La décision du président de l’ASFC d’appliquer les VN mises à jour pendant le troisième réexamen est conforme à la LMSI et à la politique de l’ASFC

Positions des parties

[27] Acierco fait valoir que l’ASFC ainsi que le gouvernement du Canada, de manière générale, présentent le régime canadien de recours commerciaux comme étant de nature prospective et que l’ASFC, dans son interprétation de la LMSI, a pour politique de longue date d’appliquer les VN de manière prospective [15] .

[28] Acierco convient qu’il est loisible à l’ASFC de réviser les VN rétroactivement, conformément à l’article 57 de la LMSI, mais elle fait valoir qu’il s’agit d’une mesure punitive exceptionnelle destinée aux cas où des exportateurs ne coopèrent pas ou cachent des renseignements à l’ASFC. Acierco fait valoir que l’ASFC a restreint son pouvoir discrétionnaire dans la politique de 2015 sur les réexamens et dans sa politique de 2019 sur les réexamens (les politiques sur les réexamens) au regard de l’imposition de cotisations rétroactives. À cet égard, Acierco souligne que conformément à la politique de 2015 sur les réexamens, qui s’appliquait à l’époque où elle a acheté et importé les marchandises en cause et où l’ASFC a rendu les décisions quant aux révisions aux termes de l’article 57, des cotisations rétroactives peuvent être imposées dans les cas où l’ASFC n’a pas été avisée en temps opportun de changements importants [16] .

[29] Acierco souligne par ailleurs que le libellé en question a été retiré de la politique de 2019 sur les réexamens, laquelle prévoit que « [l]orsque son analyse lui permet de déterminer que des changements aux conditions du marché ont fait en sorte que les valeurs normales sont devenues largement désuètes, et que l’exportateur a omis d’augmenter les prix à l’exportation en temps opportun, l’ASFC peut établir des cotisations rétroactives sur les importations canadiennes de celui‑ci ». Selon Acierco, le fait que seules les augmentations de prix et de coûts soient prises en considération, et non les diminutions, constitue presque assurément une violation des obligations du Canada établies par l’Organisation mondiale du commerce (OMC), selon ce que prévoient le paragraphe 1 de l’article 2 et le paragraphe 3 de l’article 9 de l’Accord sur la Mise en Œuvre de l’Article VI de l’Accord Général sur les Tarifs Douaniers et le Commerce de 1994 (Accord antidumping) [17] . Acierco souligne également que la politique de 2019 sur les réexamens énonce maintenant une liste de facteurs à prendre en considération pour déterminer s’il y a lieu d’appliquer des cotisations rétroactives de droits antidumping, lesquels ont été établis, selon elle, non seulement à l’avantage de la branche de production, mais également pour restreindre le pouvoir discrétionnaire de l’ASFC à l’égard de l’application de cotisations rétroactives. Acierco fait cependant valoir que ces facteurs ne sont pris en considération que dans les cas où les exportateurs ont failli à leur devoir d’aviser l’ASFC de changements.
◆ ◆ ◆ ◆ ◆ ◆ ◆
À FAIRE:
1 - Filtrez les lignes ci-dessous et recopiez chacune de celles qui contiennent le mot « halter », en tenant compte de la casse.
2 - Poursuivez l'extrait ci-dessus sur les arguments d'Acierco concernant les cotisations rétroactives à partir de l'endroit où il s'arrête.

Entrées de pointage d'objets nommés:
◆ ◆ ◆ ◆ ◆ ◆ ◆
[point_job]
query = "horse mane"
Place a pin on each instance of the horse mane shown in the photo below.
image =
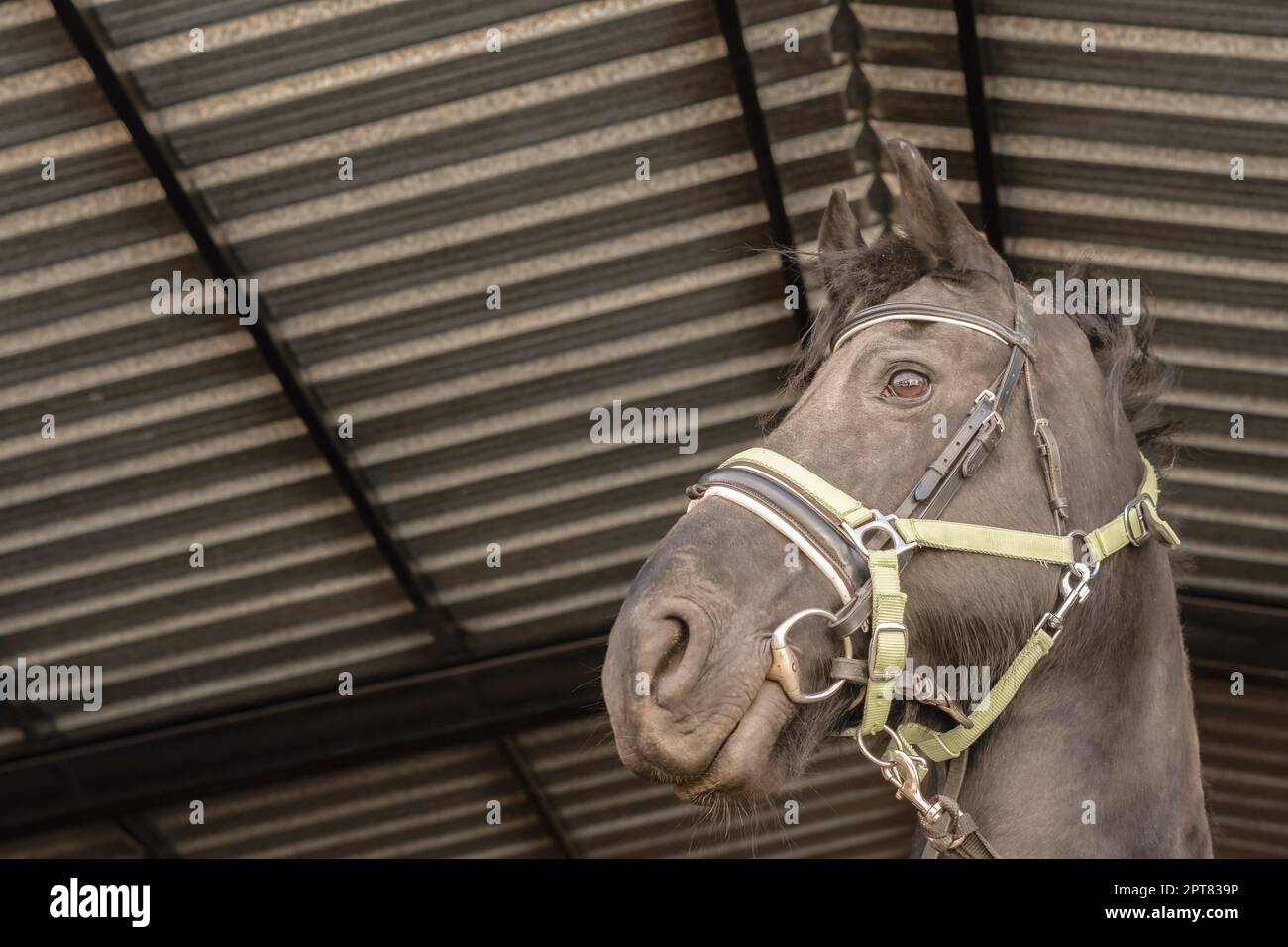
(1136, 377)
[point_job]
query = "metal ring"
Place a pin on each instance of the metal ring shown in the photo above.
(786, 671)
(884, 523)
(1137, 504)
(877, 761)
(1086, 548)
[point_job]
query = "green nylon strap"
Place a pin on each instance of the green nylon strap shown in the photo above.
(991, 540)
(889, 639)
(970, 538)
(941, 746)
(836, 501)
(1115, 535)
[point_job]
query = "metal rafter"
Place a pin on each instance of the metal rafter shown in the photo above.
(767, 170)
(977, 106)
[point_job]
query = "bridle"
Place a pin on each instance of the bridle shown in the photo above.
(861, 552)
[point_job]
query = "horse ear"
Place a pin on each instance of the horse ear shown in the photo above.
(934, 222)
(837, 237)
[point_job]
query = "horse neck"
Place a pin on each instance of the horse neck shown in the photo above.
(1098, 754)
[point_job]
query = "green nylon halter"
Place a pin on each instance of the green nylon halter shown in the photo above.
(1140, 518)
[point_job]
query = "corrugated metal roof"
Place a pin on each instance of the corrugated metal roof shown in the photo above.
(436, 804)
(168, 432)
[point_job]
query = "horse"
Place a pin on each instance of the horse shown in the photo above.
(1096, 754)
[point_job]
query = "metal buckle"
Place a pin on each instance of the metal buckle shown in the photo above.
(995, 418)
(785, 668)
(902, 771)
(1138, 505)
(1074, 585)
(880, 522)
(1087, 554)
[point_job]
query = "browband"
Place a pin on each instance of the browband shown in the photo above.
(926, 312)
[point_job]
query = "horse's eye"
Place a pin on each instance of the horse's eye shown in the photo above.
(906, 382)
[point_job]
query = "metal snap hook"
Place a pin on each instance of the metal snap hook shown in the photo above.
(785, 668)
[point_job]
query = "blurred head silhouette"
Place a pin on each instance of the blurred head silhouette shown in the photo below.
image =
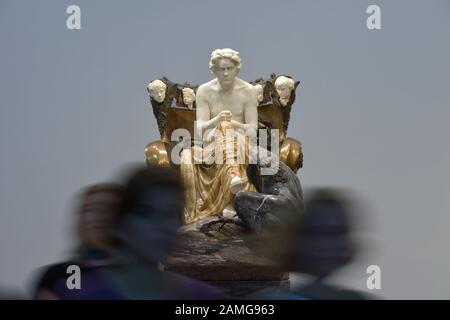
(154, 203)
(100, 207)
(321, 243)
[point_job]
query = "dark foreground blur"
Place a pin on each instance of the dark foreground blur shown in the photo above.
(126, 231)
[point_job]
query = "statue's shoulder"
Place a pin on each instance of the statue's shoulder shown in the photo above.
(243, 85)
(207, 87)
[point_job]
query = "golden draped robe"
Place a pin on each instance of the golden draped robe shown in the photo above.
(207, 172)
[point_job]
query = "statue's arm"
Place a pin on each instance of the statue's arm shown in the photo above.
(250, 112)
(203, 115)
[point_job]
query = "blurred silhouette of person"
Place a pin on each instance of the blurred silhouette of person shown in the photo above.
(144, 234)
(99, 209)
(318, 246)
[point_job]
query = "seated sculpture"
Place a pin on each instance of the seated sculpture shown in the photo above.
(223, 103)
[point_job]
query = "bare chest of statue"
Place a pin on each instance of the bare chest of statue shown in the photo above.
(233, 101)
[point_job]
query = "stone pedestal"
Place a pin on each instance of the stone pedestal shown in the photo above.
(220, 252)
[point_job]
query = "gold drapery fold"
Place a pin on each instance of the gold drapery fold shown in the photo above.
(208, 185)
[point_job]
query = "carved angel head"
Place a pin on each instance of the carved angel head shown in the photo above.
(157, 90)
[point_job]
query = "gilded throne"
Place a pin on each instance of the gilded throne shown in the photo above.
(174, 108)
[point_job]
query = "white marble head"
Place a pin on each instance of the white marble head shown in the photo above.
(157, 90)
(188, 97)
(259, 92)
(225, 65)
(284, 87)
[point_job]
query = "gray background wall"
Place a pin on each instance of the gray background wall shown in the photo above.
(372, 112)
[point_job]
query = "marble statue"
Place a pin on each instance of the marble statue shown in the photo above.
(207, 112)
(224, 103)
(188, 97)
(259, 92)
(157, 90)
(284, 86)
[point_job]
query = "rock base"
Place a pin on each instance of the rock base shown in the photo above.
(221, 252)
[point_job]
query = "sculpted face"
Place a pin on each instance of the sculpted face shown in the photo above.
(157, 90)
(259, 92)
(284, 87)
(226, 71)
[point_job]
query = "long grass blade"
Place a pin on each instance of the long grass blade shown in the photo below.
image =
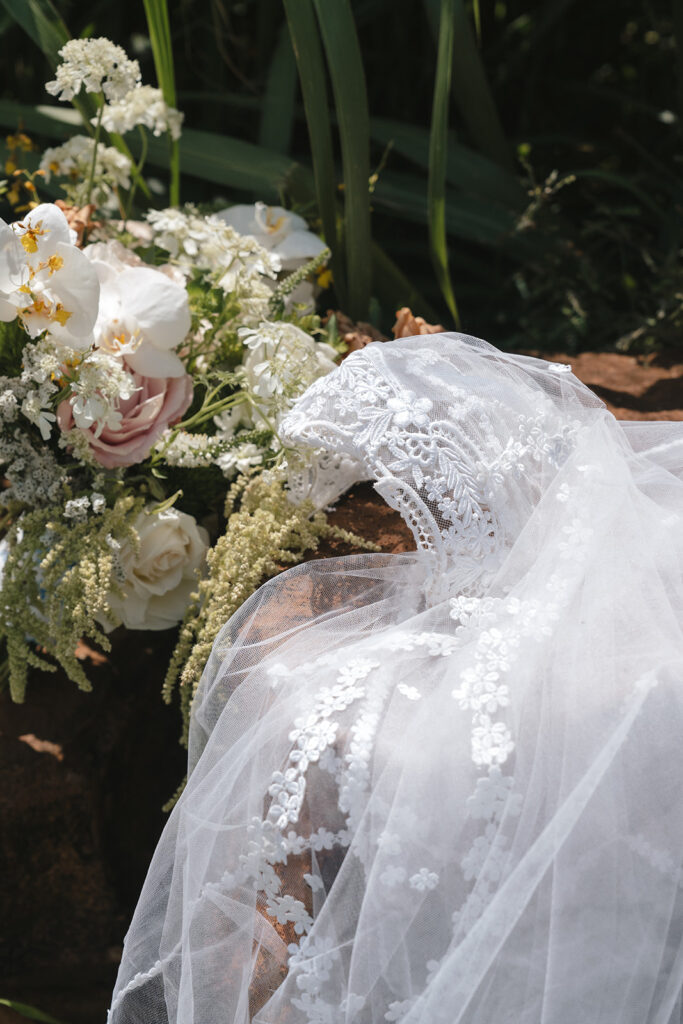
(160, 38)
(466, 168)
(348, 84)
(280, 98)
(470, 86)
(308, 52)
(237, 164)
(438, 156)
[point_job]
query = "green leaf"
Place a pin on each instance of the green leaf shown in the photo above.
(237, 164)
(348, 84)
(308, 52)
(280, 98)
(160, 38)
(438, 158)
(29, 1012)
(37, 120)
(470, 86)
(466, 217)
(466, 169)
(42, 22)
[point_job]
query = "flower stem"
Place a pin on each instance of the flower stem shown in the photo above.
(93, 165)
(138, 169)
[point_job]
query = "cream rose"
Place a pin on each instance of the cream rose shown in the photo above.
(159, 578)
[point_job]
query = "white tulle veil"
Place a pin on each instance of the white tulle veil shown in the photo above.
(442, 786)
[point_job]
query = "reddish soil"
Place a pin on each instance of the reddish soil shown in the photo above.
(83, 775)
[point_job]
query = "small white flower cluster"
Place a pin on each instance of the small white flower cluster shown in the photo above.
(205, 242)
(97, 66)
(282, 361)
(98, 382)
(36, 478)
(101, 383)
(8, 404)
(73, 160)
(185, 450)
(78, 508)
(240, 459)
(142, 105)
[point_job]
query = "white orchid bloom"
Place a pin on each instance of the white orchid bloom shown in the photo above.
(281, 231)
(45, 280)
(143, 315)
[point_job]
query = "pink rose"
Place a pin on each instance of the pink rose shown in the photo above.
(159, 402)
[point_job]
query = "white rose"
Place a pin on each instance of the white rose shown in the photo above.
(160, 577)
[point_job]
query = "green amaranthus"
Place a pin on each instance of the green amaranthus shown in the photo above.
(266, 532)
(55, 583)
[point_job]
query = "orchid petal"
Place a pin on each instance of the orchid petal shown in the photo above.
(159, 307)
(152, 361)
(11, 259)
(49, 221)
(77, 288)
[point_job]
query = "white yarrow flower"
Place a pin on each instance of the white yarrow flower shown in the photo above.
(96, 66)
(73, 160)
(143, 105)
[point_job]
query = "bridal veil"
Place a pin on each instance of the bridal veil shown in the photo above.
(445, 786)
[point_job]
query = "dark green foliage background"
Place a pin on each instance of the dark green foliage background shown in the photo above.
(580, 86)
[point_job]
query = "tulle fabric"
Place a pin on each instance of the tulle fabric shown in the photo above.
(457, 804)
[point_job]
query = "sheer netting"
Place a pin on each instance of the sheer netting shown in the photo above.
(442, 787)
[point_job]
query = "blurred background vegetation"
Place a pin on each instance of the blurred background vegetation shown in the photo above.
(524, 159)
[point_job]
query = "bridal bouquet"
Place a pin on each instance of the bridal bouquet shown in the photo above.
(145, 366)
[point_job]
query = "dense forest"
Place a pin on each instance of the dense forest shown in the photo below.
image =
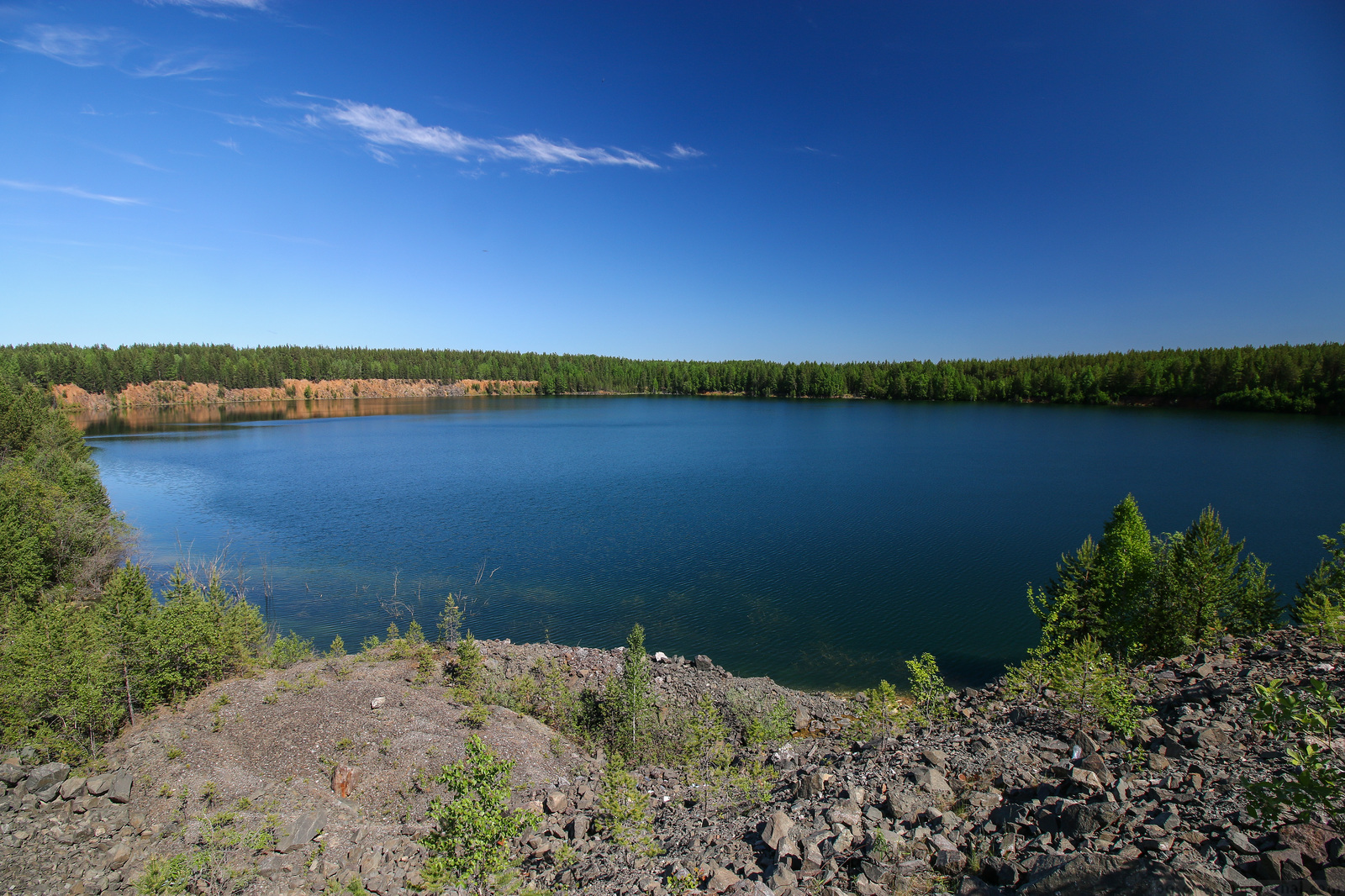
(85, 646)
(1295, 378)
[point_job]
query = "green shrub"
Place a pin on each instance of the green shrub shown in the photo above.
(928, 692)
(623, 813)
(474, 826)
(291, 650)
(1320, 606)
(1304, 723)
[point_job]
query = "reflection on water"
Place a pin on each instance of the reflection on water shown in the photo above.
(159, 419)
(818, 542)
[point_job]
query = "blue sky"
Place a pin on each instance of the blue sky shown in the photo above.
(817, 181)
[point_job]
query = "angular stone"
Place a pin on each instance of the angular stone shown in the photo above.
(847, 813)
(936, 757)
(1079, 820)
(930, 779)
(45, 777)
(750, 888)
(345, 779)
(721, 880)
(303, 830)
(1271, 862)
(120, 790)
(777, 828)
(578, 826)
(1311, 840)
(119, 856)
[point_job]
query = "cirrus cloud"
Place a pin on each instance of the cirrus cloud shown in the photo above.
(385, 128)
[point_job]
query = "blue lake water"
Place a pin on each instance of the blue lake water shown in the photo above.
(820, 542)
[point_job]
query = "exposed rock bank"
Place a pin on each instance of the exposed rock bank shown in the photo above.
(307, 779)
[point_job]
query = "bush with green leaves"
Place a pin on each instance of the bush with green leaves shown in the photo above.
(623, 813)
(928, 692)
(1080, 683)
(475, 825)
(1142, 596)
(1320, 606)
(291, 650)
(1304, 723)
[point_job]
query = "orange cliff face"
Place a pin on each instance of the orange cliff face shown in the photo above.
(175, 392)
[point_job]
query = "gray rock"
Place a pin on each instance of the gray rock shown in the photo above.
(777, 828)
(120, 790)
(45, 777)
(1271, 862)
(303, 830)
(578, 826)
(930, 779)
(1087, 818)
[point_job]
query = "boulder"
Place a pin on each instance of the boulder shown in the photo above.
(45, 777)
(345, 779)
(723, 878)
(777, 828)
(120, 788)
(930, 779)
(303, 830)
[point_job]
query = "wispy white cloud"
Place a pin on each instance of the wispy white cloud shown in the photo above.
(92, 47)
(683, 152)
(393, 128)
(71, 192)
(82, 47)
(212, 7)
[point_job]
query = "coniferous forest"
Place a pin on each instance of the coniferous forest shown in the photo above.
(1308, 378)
◆ ◆ ◆ ◆ ◆ ◆ ◆
RÉPONSES DE L'EXERCICE:
1 -
query = "green nylon halter"
Place a pin on each instance of the green nylon halter shown in the photo above.

2 -
[30] Tout en convenant que les politiques sur les réexamens de l’ASFC ne prévoient pas d’issue exécutoire, Acierco fait valoir que ces politiques sont utiles pour offrir une certaine prévisibilité aux importateurs et aux exportateurs, en ce qu’elles établissent le cadre à l’intérieur duquel l’ASFC exerce son pouvoir discrétionnaire. Selon Acierco, l’expression « lorsque ceci est justifié » [traduction] dans la politique de 2015 sur les réexamens restreint le pouvoir discrétionnaire de l’ASFC, laquelle est prévenue qu’elle ne devrait pas appliquer de cotisations rétroactives à moins que cela ne soit justifié.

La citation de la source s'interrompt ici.